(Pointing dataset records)
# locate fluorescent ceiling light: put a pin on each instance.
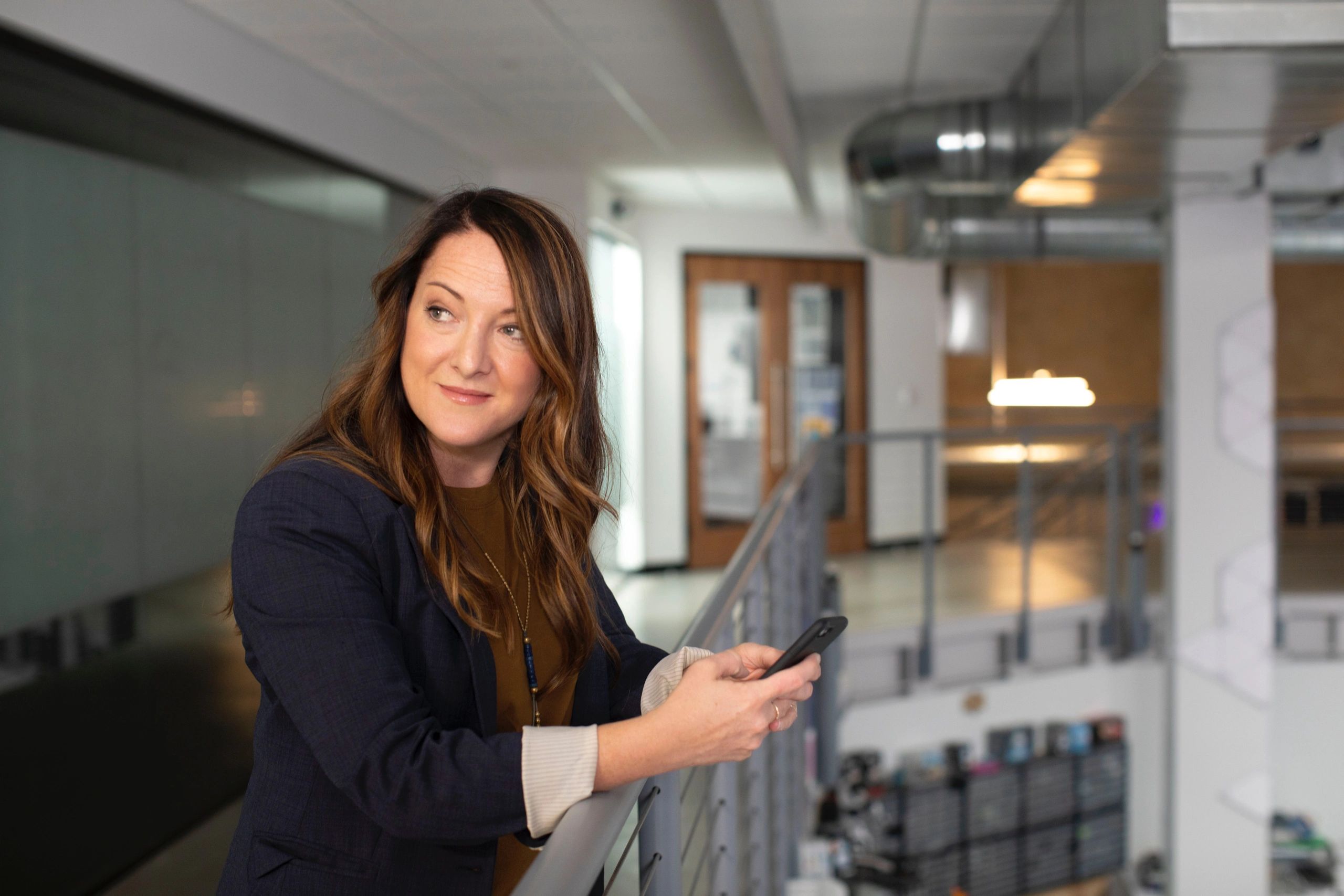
(1041, 191)
(1043, 392)
(954, 143)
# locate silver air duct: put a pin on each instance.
(1122, 104)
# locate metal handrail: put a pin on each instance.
(773, 806)
(579, 847)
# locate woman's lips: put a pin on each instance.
(463, 398)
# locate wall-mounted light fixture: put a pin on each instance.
(1043, 390)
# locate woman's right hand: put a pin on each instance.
(717, 716)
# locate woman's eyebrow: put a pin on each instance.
(435, 282)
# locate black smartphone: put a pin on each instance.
(815, 640)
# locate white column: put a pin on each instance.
(1218, 480)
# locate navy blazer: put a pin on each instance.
(378, 767)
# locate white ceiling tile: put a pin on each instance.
(531, 81)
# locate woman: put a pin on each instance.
(444, 669)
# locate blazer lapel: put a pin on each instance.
(478, 648)
(591, 690)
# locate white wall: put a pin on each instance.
(1129, 690)
(905, 359)
(191, 54)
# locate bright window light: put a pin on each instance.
(1043, 392)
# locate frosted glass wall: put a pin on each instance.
(158, 338)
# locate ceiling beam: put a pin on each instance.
(757, 46)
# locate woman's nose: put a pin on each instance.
(469, 352)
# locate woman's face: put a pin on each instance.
(463, 333)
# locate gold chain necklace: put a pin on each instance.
(527, 642)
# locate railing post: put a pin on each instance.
(1112, 636)
(660, 839)
(723, 832)
(929, 556)
(1025, 520)
(756, 769)
(1278, 531)
(827, 693)
(780, 621)
(1138, 543)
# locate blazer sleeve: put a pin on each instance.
(312, 613)
(637, 659)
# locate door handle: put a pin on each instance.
(777, 425)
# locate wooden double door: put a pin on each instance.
(774, 356)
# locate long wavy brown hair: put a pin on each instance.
(551, 471)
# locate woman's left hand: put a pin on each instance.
(756, 660)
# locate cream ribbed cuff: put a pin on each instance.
(667, 675)
(560, 763)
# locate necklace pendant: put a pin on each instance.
(531, 667)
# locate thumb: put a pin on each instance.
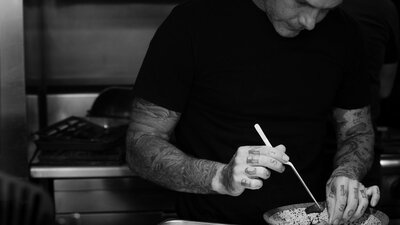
(375, 193)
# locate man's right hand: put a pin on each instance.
(248, 166)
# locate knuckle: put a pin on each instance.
(235, 170)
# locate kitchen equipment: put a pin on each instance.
(82, 141)
(75, 133)
(188, 222)
(267, 143)
(113, 102)
(388, 145)
(281, 215)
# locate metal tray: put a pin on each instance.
(187, 222)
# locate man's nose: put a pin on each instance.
(308, 19)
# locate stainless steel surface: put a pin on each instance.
(187, 222)
(79, 171)
(390, 161)
(13, 136)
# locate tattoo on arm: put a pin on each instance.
(152, 156)
(355, 138)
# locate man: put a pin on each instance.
(215, 68)
(378, 20)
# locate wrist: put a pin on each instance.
(348, 171)
(216, 183)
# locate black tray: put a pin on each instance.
(76, 133)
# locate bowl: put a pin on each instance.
(295, 215)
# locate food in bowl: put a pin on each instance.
(296, 215)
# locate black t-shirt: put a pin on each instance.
(222, 65)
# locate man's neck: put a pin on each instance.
(260, 4)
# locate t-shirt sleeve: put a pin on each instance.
(354, 89)
(166, 74)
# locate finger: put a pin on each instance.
(375, 193)
(281, 148)
(330, 199)
(340, 200)
(279, 154)
(257, 172)
(252, 184)
(362, 203)
(352, 200)
(271, 163)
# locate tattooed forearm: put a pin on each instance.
(355, 138)
(151, 156)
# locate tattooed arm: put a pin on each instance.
(355, 140)
(347, 198)
(151, 155)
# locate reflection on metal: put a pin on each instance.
(13, 135)
(80, 171)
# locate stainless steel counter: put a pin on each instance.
(39, 171)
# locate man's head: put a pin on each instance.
(289, 17)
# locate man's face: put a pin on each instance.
(289, 17)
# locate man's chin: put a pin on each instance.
(288, 33)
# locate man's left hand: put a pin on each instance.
(347, 199)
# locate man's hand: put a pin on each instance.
(347, 199)
(248, 166)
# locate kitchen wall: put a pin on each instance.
(76, 48)
(89, 42)
(13, 141)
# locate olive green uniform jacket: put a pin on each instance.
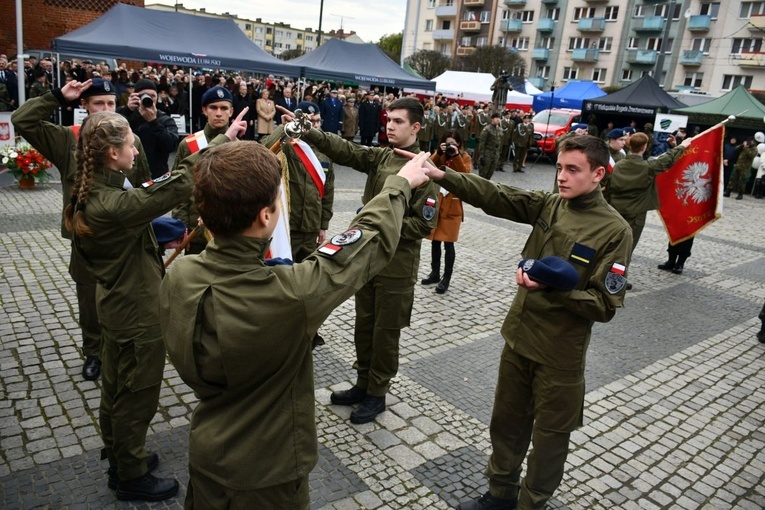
(379, 163)
(553, 327)
(59, 144)
(240, 333)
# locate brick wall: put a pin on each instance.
(46, 19)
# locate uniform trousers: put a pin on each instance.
(520, 156)
(636, 222)
(132, 364)
(88, 319)
(206, 494)
(535, 404)
(383, 308)
(303, 244)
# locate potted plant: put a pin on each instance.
(26, 164)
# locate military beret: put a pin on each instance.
(99, 87)
(144, 84)
(616, 133)
(167, 229)
(308, 107)
(216, 94)
(554, 272)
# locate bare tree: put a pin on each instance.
(428, 63)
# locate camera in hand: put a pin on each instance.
(146, 101)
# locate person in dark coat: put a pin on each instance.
(369, 118)
(331, 113)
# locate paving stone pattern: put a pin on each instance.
(674, 412)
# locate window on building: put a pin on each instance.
(731, 81)
(693, 79)
(575, 43)
(522, 43)
(711, 9)
(570, 73)
(584, 12)
(745, 45)
(749, 9)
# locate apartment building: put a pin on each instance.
(702, 45)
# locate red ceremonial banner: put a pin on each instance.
(690, 193)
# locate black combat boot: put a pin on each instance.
(489, 502)
(678, 269)
(669, 265)
(435, 265)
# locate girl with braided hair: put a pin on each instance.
(111, 225)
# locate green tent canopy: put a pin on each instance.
(734, 102)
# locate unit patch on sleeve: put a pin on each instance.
(582, 255)
(615, 279)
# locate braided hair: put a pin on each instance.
(99, 132)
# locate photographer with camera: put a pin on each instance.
(156, 129)
(450, 153)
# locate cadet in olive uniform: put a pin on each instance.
(540, 387)
(217, 107)
(632, 188)
(523, 138)
(384, 305)
(58, 145)
(252, 442)
(310, 207)
(489, 147)
(747, 151)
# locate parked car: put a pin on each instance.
(550, 124)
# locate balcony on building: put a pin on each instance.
(537, 81)
(691, 58)
(751, 60)
(591, 24)
(642, 57)
(470, 26)
(463, 51)
(699, 23)
(585, 55)
(511, 25)
(650, 24)
(546, 25)
(757, 24)
(443, 34)
(540, 54)
(446, 11)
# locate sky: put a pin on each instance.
(370, 20)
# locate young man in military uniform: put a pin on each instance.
(384, 305)
(489, 147)
(252, 442)
(217, 107)
(58, 145)
(540, 387)
(523, 138)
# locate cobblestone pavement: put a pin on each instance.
(674, 412)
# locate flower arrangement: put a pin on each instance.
(24, 161)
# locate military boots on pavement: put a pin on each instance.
(489, 502)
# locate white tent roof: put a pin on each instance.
(474, 87)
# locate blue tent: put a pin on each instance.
(571, 95)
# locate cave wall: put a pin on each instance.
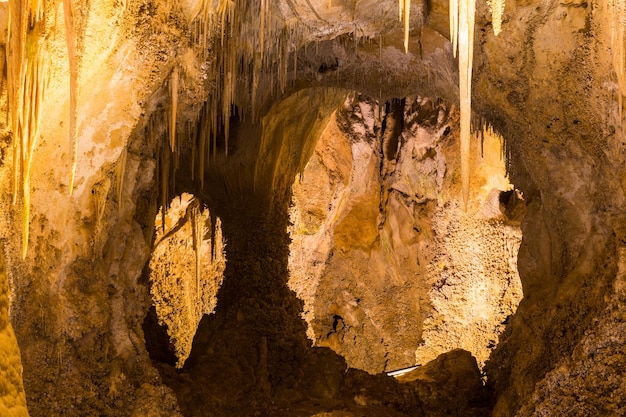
(555, 97)
(77, 306)
(378, 220)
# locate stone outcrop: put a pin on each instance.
(551, 83)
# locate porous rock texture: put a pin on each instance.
(548, 84)
(379, 221)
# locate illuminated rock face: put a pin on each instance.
(378, 221)
(79, 298)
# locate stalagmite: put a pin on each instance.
(198, 232)
(70, 39)
(407, 13)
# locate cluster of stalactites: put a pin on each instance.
(27, 74)
(242, 48)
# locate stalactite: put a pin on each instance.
(618, 45)
(26, 83)
(454, 23)
(174, 107)
(71, 39)
(407, 13)
(497, 10)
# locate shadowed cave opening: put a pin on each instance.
(254, 352)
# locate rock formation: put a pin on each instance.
(117, 108)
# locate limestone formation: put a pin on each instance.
(115, 109)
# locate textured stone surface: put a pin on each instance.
(547, 83)
(375, 228)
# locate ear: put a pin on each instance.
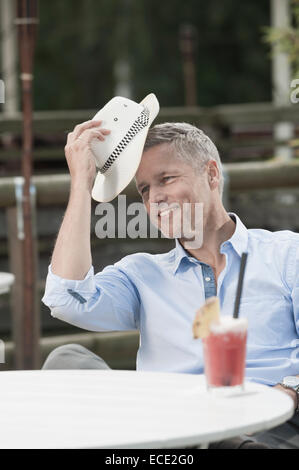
(213, 174)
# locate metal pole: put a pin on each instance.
(187, 45)
(26, 21)
(281, 79)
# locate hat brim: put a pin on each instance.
(108, 185)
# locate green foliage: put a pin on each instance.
(80, 41)
(287, 39)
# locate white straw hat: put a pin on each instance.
(118, 157)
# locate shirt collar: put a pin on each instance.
(239, 241)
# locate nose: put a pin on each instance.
(157, 195)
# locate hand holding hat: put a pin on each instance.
(118, 155)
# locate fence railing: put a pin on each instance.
(242, 132)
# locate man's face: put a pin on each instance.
(165, 182)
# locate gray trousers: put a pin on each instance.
(285, 436)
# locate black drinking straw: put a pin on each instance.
(240, 285)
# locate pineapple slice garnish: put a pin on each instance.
(209, 312)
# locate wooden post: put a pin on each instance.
(27, 21)
(14, 218)
(187, 45)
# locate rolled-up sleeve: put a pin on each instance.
(107, 301)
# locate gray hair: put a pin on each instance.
(191, 145)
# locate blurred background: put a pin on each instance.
(228, 67)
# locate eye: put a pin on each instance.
(165, 178)
(144, 189)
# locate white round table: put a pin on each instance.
(6, 281)
(128, 409)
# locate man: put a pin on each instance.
(159, 294)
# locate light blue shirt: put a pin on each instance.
(159, 295)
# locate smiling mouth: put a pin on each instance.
(168, 210)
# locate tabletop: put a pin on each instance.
(6, 280)
(128, 409)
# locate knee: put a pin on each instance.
(74, 356)
(60, 357)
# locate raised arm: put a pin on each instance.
(71, 257)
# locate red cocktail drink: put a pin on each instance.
(225, 352)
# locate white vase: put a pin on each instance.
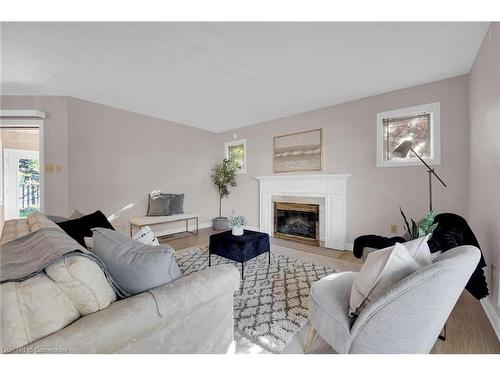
(237, 231)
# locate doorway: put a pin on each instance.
(21, 177)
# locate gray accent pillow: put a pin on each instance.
(134, 266)
(176, 204)
(159, 205)
(57, 219)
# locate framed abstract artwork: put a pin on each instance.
(299, 152)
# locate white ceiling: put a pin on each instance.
(221, 76)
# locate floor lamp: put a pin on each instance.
(402, 150)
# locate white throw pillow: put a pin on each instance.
(146, 236)
(84, 282)
(89, 242)
(32, 309)
(419, 250)
(381, 270)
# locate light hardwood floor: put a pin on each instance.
(468, 328)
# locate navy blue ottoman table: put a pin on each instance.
(239, 248)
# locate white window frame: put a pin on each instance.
(238, 142)
(434, 109)
(24, 122)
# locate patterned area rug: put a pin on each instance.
(273, 302)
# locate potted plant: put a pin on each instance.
(223, 177)
(237, 223)
(422, 228)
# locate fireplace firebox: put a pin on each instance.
(297, 222)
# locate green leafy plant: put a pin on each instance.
(224, 176)
(423, 228)
(238, 221)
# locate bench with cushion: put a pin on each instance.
(142, 221)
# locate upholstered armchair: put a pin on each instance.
(406, 319)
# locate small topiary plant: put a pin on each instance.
(423, 228)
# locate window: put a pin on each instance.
(420, 125)
(238, 151)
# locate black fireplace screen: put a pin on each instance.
(296, 223)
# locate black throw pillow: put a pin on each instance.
(82, 227)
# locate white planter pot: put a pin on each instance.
(237, 231)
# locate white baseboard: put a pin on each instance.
(492, 315)
(192, 227)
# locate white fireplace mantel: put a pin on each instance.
(331, 187)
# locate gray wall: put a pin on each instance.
(485, 154)
(111, 159)
(373, 194)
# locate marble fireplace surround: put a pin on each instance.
(327, 189)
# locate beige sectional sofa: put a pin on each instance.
(193, 314)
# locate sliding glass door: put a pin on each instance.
(20, 173)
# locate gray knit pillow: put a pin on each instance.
(159, 205)
(134, 266)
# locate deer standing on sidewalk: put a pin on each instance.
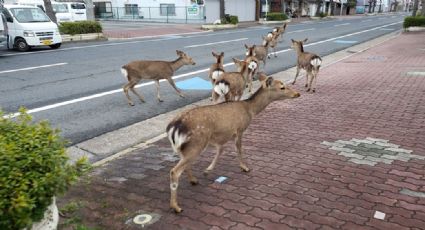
(231, 85)
(308, 61)
(194, 130)
(153, 70)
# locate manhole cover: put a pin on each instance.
(371, 151)
(415, 74)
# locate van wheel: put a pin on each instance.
(55, 46)
(21, 45)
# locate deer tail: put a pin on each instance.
(222, 87)
(177, 133)
(124, 72)
(316, 62)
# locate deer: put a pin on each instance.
(191, 132)
(153, 70)
(308, 61)
(216, 69)
(231, 85)
(262, 51)
(279, 30)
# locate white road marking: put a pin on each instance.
(298, 31)
(31, 68)
(214, 43)
(343, 24)
(176, 77)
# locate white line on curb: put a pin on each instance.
(176, 77)
(34, 67)
(213, 43)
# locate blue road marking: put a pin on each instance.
(195, 83)
(344, 41)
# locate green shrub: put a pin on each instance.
(33, 168)
(414, 21)
(230, 19)
(276, 17)
(81, 27)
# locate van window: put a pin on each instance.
(77, 6)
(60, 8)
(26, 15)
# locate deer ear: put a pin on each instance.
(262, 77)
(269, 81)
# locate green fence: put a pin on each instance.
(159, 14)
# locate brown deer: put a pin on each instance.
(231, 85)
(153, 70)
(308, 61)
(262, 51)
(253, 65)
(216, 69)
(196, 129)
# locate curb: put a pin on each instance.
(109, 146)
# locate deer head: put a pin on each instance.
(187, 60)
(277, 89)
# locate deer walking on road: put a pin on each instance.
(153, 70)
(308, 61)
(194, 130)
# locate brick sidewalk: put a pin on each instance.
(324, 161)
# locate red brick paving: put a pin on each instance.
(295, 182)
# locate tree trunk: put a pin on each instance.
(221, 8)
(415, 7)
(49, 11)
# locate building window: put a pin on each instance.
(131, 9)
(167, 9)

## Problem statement
Take the line that contains "# locate van window: put" and each line after it down to the last of the records, and retype them exactly; add nothing else.

## Output of the task
# locate van window: put a pin on each instance.
(77, 6)
(60, 8)
(26, 15)
# locate deer ear: put a pin on each instance.
(262, 77)
(269, 81)
# locate green fence: put a pin on each instance.
(159, 14)
# locate brown deer: put a pin on each instance.
(231, 85)
(153, 70)
(308, 61)
(262, 51)
(253, 65)
(216, 69)
(196, 129)
# locate curb: put a pin on each instance.
(109, 146)
# locate deer head: put a pin on each instance.
(187, 60)
(277, 89)
# locate deer walking on road: put a pin on each instance.
(153, 70)
(308, 61)
(194, 130)
# locate brick sidewalk: put a pin on each instance.
(324, 161)
# locate red brick paving: put a pin on each instance.
(295, 182)
# locate tree trunk: put a pin on each instance.
(221, 8)
(415, 7)
(49, 11)
# locate building window: put a pin on each instance.
(131, 9)
(167, 9)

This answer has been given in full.